◆ Фрагмент документа
* * * * *

Впрочем, я – в порядке, книги же и бумаги вывезли на всякий случай.
Вот, Вася, мой милый бесценный друг, что пишу я тебе вместо стихов и оповещений о том, как парит и бедствует душа.
Вошли Женька и Светка[407] [кстати, Женя говорит, что, когда мы (Боря, я, Климонтович и Пригов) поехали в машине, за нами зачернело]. Ладно, Васька.
Про Кита: когда я получила твое последнее письмо (от 5 ноября), я поняла, что ты еще не знаешь, что я дважды видела Алешу с удовольствием и любовью.
(Вошел Пригов, сказал, что был еще один обыск, у человека, который не хочет быть упомянут, – у Кривомазова[408]. И в Ленинграде нечто в этом роде.)
Да, про Кита. Я говорила с ним по телефону. Он затем сам позвонил и собирался зайти, но пока не зашел. Я думаю, что ему, ребенку и мужчине, – не совсем ловко со мной и с нами. Я всегда очень прошу его располагать моей дружбой, как бы родством.
Дважды заходила Тоня[409]. Я приветила ее – как могла, от тебя и от себя.
Вася, с безмерной любовью и новым волнением читала я «Ожог», теперь его тоже свезли в укрытие.
Я радовалась победе твоей жизни и чудного таланта и победе убиенных над убийцами. Вообще – храни тебя Бог и нас в тебе.
В эти грустные, но напряженные даже до бодрости дни я радовалась чистому дружеству – нас, немногих, и как далеки, чужды мне остальные.
Васенька, пришел Пик.
Целую тебя со всем обожанием.
Маята, милая, целую, не расстаюсь с вами душой.
Но не печальтесь и не пугайтесь там чрезмерно!
Ваша Белла.
Родные Майя и Вася!
Вдруг подумала: с Рождеством и с Новым годом!
Белла Ахмадулина – Василию и Майе Аксеновым
27 декабря 1981 (?) г.
Милые родные Вася и Майя!
Я провела с вами единственно и совершено счастливый мой день: 25 декабря. Я не видела ни одного человека, лишь птиц в окне и собак. Я медленно ходила, смотрела, улыбалась, елка громко оттаивала, я повесила на нее вашу иконку, крестик, вернувшийся ко мне от Лени Пастернака, Библию читала. Я не знаю, где про Рождество, и читала псалмы Давида, особенно 1-й, любимый. Все: яркая толчея птиц за окном (четыре сойки, два дятла, поползни и синицы), моя радость, трезвость, тишина – все это было вам, к вам, и ваш ответ был явствен.
Однако икона, и крестик, и Библия не упасли меня от антихристов, вещающих по ТВ о Польше, об Америке – негодуя, я даже усмехнулась, ведь и я думала о вас – в Америке.
Я не писала вам, а всей душой – вплотную соотносилась. А вчера (26) пошла позвонить (в тщетной надежде) Алеше, Кира[410] была так строга и мрачна, что я пообещала не звонить боле. Вася, только не говори ей, не усугубляй.

* * * * *

◆ Задание a
Замените во всех записях «left hand» на «right hand» и приведите эти записи целиком, оставив остальное без изменений. Изображения в ответ не включайте.

* * * * *

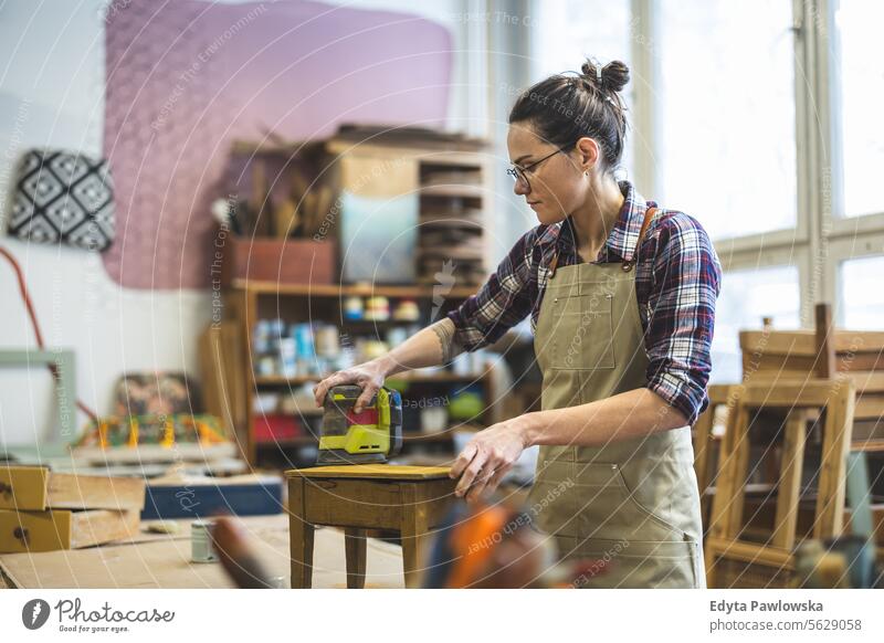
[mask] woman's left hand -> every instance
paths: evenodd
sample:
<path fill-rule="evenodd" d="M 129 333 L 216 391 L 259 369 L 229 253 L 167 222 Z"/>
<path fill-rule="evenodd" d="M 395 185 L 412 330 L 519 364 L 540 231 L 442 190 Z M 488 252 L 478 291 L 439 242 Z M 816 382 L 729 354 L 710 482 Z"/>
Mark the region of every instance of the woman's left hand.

* * * * *

◆ Задание b
Выпишите из письма без изменений фрагмент, который начинается со слов «Да, про Кита.» и заканчивается словами «свезли в укрытие.».

◆ Ответ a
[mask] woman's right hand -> every instance
paths: evenodd
sample:
<path fill-rule="evenodd" d="M 129 333 L 216 391 L 259 369 L 229 253 L 167 222 Z"/>
<path fill-rule="evenodd" d="M 395 185 L 412 330 L 519 364 L 540 231 L 442 190 Z M 488 252 L 478 291 L 439 242 Z M 816 382 L 729 354 L 710 482 Z"/>
Mark the region of every instance of the woman's right hand.

◆ Ответ b
Да, про Кита. Я говорила с ним по телефону. Он затем сам позвонил и собирался зайти, но пока не зашел. Я думаю, что ему, ребенку и мужчине, – не совсем ловко со мной и с нами. Я всегда очень прошу его располагать моей дружбой, как бы родством.
Дважды заходила Тоня[409]. Я приветила ее – как могла, от тебя и от себя.
Вася, с безмерной любовью и новым волнением читала я «Ожог», теперь его тоже свезли в укрытие.